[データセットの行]
----

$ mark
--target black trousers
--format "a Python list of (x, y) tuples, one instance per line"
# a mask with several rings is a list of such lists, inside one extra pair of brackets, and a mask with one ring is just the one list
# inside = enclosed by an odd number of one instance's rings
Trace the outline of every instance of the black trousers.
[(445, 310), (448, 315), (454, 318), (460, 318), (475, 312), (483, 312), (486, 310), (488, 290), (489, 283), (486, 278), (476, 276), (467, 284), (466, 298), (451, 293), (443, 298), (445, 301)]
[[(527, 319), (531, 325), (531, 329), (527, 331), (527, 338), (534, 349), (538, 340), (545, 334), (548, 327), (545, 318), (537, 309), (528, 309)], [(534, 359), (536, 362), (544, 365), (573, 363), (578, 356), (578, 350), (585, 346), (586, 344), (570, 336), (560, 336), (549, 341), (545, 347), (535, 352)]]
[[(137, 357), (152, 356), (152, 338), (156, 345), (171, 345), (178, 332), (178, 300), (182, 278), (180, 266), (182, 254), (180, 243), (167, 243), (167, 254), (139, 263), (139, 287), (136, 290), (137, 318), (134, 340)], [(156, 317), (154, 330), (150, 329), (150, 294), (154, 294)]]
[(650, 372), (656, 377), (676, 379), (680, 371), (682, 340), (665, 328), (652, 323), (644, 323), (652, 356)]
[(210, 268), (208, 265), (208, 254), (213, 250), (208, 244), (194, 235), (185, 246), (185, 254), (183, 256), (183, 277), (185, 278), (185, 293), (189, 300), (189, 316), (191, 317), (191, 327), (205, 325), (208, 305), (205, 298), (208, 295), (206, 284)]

----

_作業内容_
上記の各項目について、「black trousers」をすべて「dark pants」に置き換え、それ以外は一切変えずに書き直してください。

_正解_
$ mark
--target dark pants
--format "a Python list of (x, y) tuples, one instance per line"
# a mask with several rings is a list of such lists, inside one extra pair of brackets, and a mask with one ring is just the one list
# inside = enclosed by an odd number of one instance's rings
Trace the outline of every instance of the dark pants.
[(445, 310), (448, 315), (454, 318), (460, 318), (475, 312), (483, 312), (486, 310), (488, 290), (489, 283), (486, 278), (476, 276), (467, 284), (466, 298), (451, 293), (443, 298), (445, 301)]
[[(527, 319), (531, 325), (531, 329), (527, 331), (527, 338), (534, 349), (538, 340), (545, 334), (548, 327), (545, 318), (537, 309), (528, 309)], [(534, 359), (536, 362), (544, 365), (573, 363), (578, 356), (578, 350), (585, 346), (586, 344), (570, 336), (560, 336), (549, 341), (545, 347), (535, 352)]]
[[(137, 357), (152, 356), (152, 338), (156, 345), (171, 345), (178, 332), (178, 300), (182, 278), (180, 266), (182, 254), (180, 243), (167, 243), (167, 254), (139, 263), (139, 287), (136, 290), (137, 318), (134, 340)], [(156, 317), (154, 330), (150, 329), (150, 294), (154, 294)]]
[(650, 372), (656, 377), (676, 379), (680, 371), (682, 340), (665, 328), (652, 323), (644, 323), (652, 356)]
[(210, 268), (208, 265), (208, 254), (213, 250), (208, 244), (194, 235), (185, 246), (185, 254), (183, 256), (183, 277), (185, 278), (185, 293), (189, 300), (189, 316), (191, 317), (191, 327), (205, 325), (208, 305), (205, 298), (208, 295), (206, 284)]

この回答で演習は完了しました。